(Coordinate annotation records)
* BEGIN *
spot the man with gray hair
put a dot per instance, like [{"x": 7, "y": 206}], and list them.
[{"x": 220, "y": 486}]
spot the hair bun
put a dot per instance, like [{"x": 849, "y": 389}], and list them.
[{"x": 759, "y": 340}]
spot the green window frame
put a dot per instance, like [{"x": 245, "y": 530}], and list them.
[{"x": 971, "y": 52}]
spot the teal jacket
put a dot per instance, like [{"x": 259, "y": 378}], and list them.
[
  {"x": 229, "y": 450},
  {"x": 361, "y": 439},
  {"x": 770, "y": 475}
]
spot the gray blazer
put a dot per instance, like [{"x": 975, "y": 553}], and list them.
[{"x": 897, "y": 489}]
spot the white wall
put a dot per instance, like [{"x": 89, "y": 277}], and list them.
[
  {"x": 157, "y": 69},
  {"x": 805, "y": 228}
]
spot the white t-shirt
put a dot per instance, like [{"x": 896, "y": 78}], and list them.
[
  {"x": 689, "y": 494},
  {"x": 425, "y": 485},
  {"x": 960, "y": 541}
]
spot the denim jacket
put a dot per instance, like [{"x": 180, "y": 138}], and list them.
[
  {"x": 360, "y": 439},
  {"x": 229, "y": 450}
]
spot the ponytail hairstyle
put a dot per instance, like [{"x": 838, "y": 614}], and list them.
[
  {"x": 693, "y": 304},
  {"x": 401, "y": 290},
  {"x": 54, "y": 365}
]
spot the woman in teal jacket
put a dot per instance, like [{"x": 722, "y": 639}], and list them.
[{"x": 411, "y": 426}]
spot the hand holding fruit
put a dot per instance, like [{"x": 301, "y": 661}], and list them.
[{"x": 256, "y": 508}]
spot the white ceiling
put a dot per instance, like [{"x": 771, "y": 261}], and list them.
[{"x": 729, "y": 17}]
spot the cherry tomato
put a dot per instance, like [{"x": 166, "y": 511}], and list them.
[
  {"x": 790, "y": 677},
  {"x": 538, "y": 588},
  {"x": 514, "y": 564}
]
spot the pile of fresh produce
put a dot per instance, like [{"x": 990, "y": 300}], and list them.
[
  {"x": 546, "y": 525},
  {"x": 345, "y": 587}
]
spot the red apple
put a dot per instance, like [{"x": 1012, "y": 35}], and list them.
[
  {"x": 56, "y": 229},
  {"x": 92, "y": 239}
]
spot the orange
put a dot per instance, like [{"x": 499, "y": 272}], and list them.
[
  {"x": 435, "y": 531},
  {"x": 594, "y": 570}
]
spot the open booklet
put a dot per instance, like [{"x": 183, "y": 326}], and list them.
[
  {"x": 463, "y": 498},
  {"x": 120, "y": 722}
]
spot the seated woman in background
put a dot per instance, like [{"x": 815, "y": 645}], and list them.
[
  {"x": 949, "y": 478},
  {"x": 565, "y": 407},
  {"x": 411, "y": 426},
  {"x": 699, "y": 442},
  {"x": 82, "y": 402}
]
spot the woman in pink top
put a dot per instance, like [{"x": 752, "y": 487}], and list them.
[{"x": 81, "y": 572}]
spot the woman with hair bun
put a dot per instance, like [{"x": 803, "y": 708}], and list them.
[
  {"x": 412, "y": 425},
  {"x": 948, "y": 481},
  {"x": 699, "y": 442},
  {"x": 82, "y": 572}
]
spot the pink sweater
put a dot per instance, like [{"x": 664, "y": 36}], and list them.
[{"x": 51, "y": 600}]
* END *
**What you are asked to do**
Copy every line of the records above verbatim, with no changes.

**Final result**
spot the man with gray hair
put a dot per instance, like [{"x": 7, "y": 206}], and list them.
[{"x": 220, "y": 486}]
spot the hair bun
put a dot per instance, like [{"x": 849, "y": 389}], and list them.
[{"x": 759, "y": 340}]
spot the green window frame
put a dot per instance, like [{"x": 245, "y": 530}], and list them.
[{"x": 971, "y": 52}]
spot the teal jacket
put a dot per instance, like [{"x": 259, "y": 378}], and list them.
[
  {"x": 229, "y": 450},
  {"x": 361, "y": 439},
  {"x": 770, "y": 475}
]
spot the gray blazer
put a dot per instance, like [{"x": 975, "y": 553}], and list them.
[{"x": 897, "y": 489}]
spot the white wall
put a dot per instance, like [{"x": 89, "y": 277}], and list them.
[
  {"x": 157, "y": 69},
  {"x": 805, "y": 228}
]
spot the white t-shirt
put a dot per instance, like [{"x": 896, "y": 78}], and list them.
[
  {"x": 689, "y": 494},
  {"x": 425, "y": 485},
  {"x": 960, "y": 541}
]
spot the denim jacket
put a dot per instance, like [{"x": 180, "y": 138}], and list them.
[
  {"x": 360, "y": 439},
  {"x": 229, "y": 450}
]
spot the ponytail hairstyle
put a dot per instance, like [{"x": 838, "y": 614}], and list them.
[
  {"x": 693, "y": 304},
  {"x": 401, "y": 290},
  {"x": 54, "y": 365}
]
spot the woman in teal jacket
put a dot per instance, like [{"x": 722, "y": 639}], and list them.
[{"x": 411, "y": 426}]
spot the hand holding fruit
put a dot per instance, like [{"x": 301, "y": 661}], and list them.
[{"x": 256, "y": 508}]
spot the white ceiling
put a dot per instance, like [{"x": 771, "y": 261}], and list them.
[{"x": 729, "y": 17}]
spot the cherry tomato
put a dot per instance, like [{"x": 166, "y": 511}], and list them.
[
  {"x": 790, "y": 677},
  {"x": 538, "y": 588},
  {"x": 514, "y": 564}
]
spot the pile of fresh produce
put a dot per instance, like [{"x": 990, "y": 300}], and list them.
[
  {"x": 546, "y": 525},
  {"x": 345, "y": 587}
]
spot the red apple
put a dot per instance, like [{"x": 1012, "y": 35}], and list them.
[
  {"x": 56, "y": 229},
  {"x": 92, "y": 239}
]
spot the orange
put a dot per instance, like [{"x": 499, "y": 272}], and list them.
[
  {"x": 435, "y": 531},
  {"x": 594, "y": 570}
]
spot the open booklet
put a dot per instance, like [{"x": 183, "y": 326}], and list them.
[
  {"x": 463, "y": 498},
  {"x": 120, "y": 722}
]
spot the seated woman in background
put a dot per instance, like [{"x": 815, "y": 645}], and list them.
[
  {"x": 949, "y": 478},
  {"x": 565, "y": 407},
  {"x": 411, "y": 426},
  {"x": 699, "y": 442},
  {"x": 82, "y": 402}
]
spot the woman in pink top
put a dot per instance, like [{"x": 752, "y": 487}], and list them.
[{"x": 81, "y": 572}]
spot the woman with hair bun
put a dot per instance, like [{"x": 803, "y": 708}], and list them.
[
  {"x": 412, "y": 425},
  {"x": 948, "y": 481},
  {"x": 699, "y": 442},
  {"x": 82, "y": 572}
]
spot the pink sweater
put a dot per instance, like [{"x": 664, "y": 36}], and list them.
[{"x": 51, "y": 600}]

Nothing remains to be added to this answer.